A word-for-word copy is required of the line containing "Find the skin" and of each line after it in the material below, through the last one.

=== Begin Enclosure ===

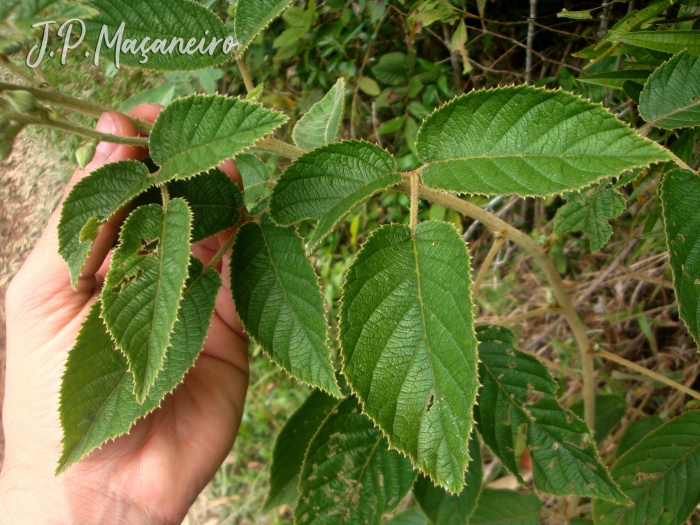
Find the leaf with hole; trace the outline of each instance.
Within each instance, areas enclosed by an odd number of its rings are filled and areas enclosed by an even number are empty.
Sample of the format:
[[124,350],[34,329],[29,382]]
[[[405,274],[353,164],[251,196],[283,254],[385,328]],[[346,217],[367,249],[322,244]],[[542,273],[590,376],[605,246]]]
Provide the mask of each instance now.
[[625,429],[620,440],[617,442],[617,450],[615,457],[619,458],[637,443],[639,443],[647,434],[659,428],[664,424],[664,420],[658,416],[643,417],[634,423],[631,423]]
[[680,318],[700,344],[700,177],[672,170],[661,181],[666,244]]
[[106,56],[117,67],[184,71],[217,66],[231,58],[223,50],[229,36],[224,23],[192,0],[89,3],[100,12],[85,21],[85,39],[95,50],[95,60]]
[[246,332],[275,363],[340,397],[318,277],[293,228],[277,226],[264,214],[259,224],[238,230],[231,291]]
[[663,129],[700,126],[700,58],[679,53],[649,77],[639,114]]
[[57,472],[106,441],[126,434],[182,382],[204,345],[220,286],[216,271],[204,270],[201,262],[191,258],[163,369],[143,403],[134,397],[134,379],[126,358],[100,319],[100,303],[93,305],[68,354],[61,380],[63,451]]
[[215,168],[287,121],[282,113],[239,98],[192,95],[166,107],[150,148],[158,184]]
[[670,158],[604,107],[529,86],[457,97],[425,119],[416,147],[426,186],[489,195],[564,193]]
[[625,197],[608,184],[594,184],[576,193],[567,193],[566,204],[557,210],[554,231],[586,232],[591,252],[600,251],[612,236],[608,222],[625,211]]
[[418,509],[408,509],[384,522],[384,525],[428,525],[428,520]]
[[596,75],[580,76],[576,80],[584,84],[603,86],[612,89],[624,89],[625,82],[636,82],[644,84],[649,78],[651,71],[644,69],[628,69],[624,71],[608,71]]
[[481,443],[476,432],[472,432],[469,437],[469,465],[462,492],[450,494],[433,485],[430,478],[419,475],[413,486],[413,496],[432,525],[468,525],[469,517],[479,501],[483,475]]
[[354,397],[343,400],[309,444],[299,478],[298,525],[380,525],[411,490],[416,472]]
[[675,54],[687,49],[691,55],[700,56],[700,32],[695,30],[634,31],[612,34],[610,38],[653,51]]
[[632,505],[593,503],[598,525],[683,525],[700,501],[700,412],[686,412],[634,445],[612,467]]
[[469,525],[538,525],[541,510],[536,494],[485,488]]
[[[570,410],[579,418],[583,419],[583,399],[580,399]],[[627,412],[625,398],[617,394],[598,394],[595,396],[595,425],[593,437],[597,443],[610,435],[610,432],[622,421]]]
[[382,55],[376,65],[372,67],[372,73],[382,84],[398,85],[406,82],[408,78],[408,57],[406,53],[393,51]]
[[73,286],[100,227],[154,182],[144,164],[125,160],[106,164],[73,186],[58,223],[58,252],[68,264]]
[[369,142],[327,144],[295,160],[272,192],[270,214],[278,224],[318,221],[306,250],[318,244],[356,206],[401,182],[391,154]]
[[294,143],[301,149],[314,149],[335,142],[343,120],[344,101],[345,79],[340,77],[294,126]]
[[243,180],[243,202],[249,214],[257,215],[267,207],[272,194],[270,170],[258,157],[250,153],[237,155],[236,167]]
[[241,218],[241,190],[218,168],[168,184],[171,198],[181,197],[192,210],[192,242],[233,228]]
[[287,9],[292,0],[238,0],[234,16],[234,29],[240,57],[256,36]]
[[338,400],[335,397],[321,390],[314,390],[287,419],[272,449],[270,488],[263,510],[296,503],[299,496],[299,473],[306,449],[328,414],[337,405]]
[[557,496],[627,503],[601,463],[588,426],[559,405],[557,384],[534,356],[513,348],[507,328],[480,326],[477,428],[484,442],[523,483],[515,450],[525,436],[535,488]]
[[143,403],[163,367],[190,257],[192,213],[182,199],[149,204],[124,222],[105,277],[102,318]]
[[469,274],[452,225],[382,226],[350,266],[340,310],[343,373],[364,410],[452,493],[478,388]]

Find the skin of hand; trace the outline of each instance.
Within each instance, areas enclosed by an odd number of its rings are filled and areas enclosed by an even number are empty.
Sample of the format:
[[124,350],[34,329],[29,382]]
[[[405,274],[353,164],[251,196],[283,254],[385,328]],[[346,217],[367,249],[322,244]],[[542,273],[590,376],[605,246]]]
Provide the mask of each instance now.
[[[153,122],[162,108],[143,105],[132,116]],[[137,136],[124,115],[105,113],[97,129]],[[141,160],[146,151],[101,143],[69,188],[110,162]],[[240,184],[232,161],[221,168]],[[0,473],[0,522],[60,524],[180,523],[231,450],[248,388],[248,344],[236,316],[227,271],[202,354],[184,383],[130,433],[111,441],[59,476],[59,388],[68,351],[97,300],[110,250],[126,211],[102,228],[77,285],[58,254],[53,213],[5,298],[7,373],[3,425],[6,454]],[[233,234],[192,247],[206,265]],[[227,268],[230,254],[220,268]]]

=== End Enclosure ===

Expected answer
Find the skin of hand; trace the outline of each instance.
Within each instance, areas enclosed by an odd number of its rings are filled and areas enclosed by an even number are empty.
Sample of the format:
[[124,350],[34,329],[29,382]]
[[[405,274],[353,164],[251,196],[283,254],[385,328]],[[346,217],[367,249],[322,244]],[[542,273],[590,376],[605,246]]]
Provide the mask of each instance now.
[[[153,122],[162,108],[143,105],[132,116]],[[137,136],[124,115],[105,113],[97,129]],[[141,160],[146,151],[101,143],[69,188],[110,162]],[[240,184],[232,161],[221,168]],[[0,473],[0,522],[60,524],[180,523],[231,450],[248,388],[248,344],[236,316],[227,271],[202,354],[184,383],[130,433],[111,441],[59,476],[59,388],[68,351],[97,300],[110,250],[126,211],[102,228],[77,285],[58,254],[53,213],[5,298],[7,373],[3,425],[6,454]],[[233,234],[192,247],[206,265]],[[227,268],[230,254],[220,268]]]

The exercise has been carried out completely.